--- Exercise directions ---
Please count the lines in the entries below that contain the string "plumage" and reply with only that number.

======== Extracted data ========

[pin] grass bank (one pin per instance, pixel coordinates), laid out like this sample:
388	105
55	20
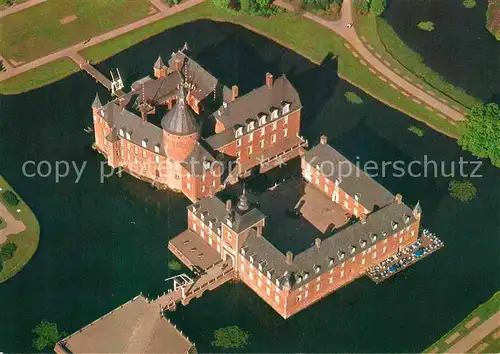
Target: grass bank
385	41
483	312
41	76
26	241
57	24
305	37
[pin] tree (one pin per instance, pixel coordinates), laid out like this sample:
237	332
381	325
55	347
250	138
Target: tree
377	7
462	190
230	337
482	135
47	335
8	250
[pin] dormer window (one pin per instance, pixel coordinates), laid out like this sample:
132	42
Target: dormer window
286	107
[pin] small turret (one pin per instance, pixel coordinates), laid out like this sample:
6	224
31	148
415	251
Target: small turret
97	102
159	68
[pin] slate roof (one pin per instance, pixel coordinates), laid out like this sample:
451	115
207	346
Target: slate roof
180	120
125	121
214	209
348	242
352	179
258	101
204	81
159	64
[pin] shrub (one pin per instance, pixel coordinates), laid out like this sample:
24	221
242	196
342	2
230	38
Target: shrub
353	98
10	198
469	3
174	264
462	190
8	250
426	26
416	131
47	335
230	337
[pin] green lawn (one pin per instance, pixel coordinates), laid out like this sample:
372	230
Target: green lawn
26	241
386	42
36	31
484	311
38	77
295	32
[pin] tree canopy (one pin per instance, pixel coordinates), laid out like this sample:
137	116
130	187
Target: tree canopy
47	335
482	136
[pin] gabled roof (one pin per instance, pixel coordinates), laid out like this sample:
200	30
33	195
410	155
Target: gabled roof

========
======== Extracted data ========

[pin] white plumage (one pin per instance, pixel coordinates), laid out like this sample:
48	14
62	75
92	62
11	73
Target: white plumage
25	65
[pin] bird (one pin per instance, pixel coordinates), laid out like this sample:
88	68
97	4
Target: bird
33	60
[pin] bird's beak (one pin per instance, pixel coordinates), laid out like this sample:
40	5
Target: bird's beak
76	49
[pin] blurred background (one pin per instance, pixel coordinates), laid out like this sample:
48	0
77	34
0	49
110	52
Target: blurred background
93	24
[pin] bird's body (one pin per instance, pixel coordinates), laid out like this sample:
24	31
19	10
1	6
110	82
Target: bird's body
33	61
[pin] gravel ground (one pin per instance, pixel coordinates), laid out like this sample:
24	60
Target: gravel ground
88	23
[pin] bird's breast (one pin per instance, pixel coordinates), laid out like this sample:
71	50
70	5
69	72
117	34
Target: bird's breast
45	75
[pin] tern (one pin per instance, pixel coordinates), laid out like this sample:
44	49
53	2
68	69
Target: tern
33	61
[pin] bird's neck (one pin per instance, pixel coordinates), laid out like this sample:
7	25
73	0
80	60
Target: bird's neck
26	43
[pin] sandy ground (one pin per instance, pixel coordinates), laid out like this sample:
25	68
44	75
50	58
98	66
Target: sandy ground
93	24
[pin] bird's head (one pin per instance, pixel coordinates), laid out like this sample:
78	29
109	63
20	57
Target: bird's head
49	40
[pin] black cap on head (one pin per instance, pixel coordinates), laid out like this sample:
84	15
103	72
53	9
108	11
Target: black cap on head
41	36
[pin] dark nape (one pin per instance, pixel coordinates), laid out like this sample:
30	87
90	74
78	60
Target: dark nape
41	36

========

--- Exercise response ---
2